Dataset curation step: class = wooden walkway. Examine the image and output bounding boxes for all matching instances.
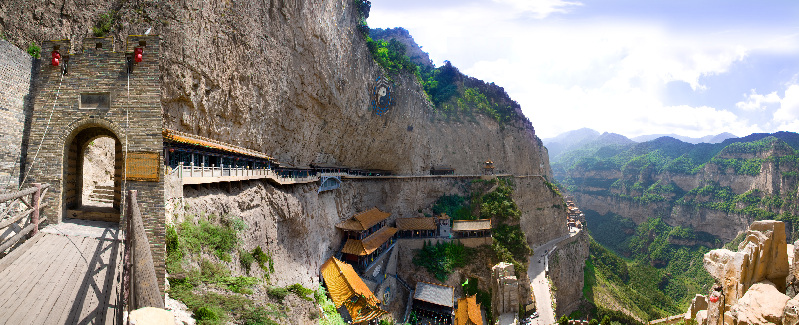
[0,223,123,324]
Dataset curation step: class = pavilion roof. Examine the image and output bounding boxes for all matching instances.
[161,129,272,160]
[452,219,491,231]
[336,207,391,231]
[413,281,455,308]
[455,295,483,325]
[322,257,386,323]
[341,227,397,256]
[395,217,436,230]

━━━━━━━━━━━━━━━━━━━━━━━━━━━━━━

Task directions »
Rewrite all the rows above, replacing "bounding boxes" with "box coordinates" wherever it occurs and keeping everything else unchanged. Leave the pictures out.

Worked solution »
Dataset curation step: class = wooden walkway. Examine the image and output box coordinates for all matching instances.
[0,223,123,324]
Dataset curation step: class = pavilion roof. Examine the image and output box coordinates for all matching instances.
[161,129,272,160]
[452,219,491,231]
[336,207,391,231]
[413,281,455,308]
[455,295,483,325]
[322,257,386,323]
[341,227,397,256]
[395,217,436,230]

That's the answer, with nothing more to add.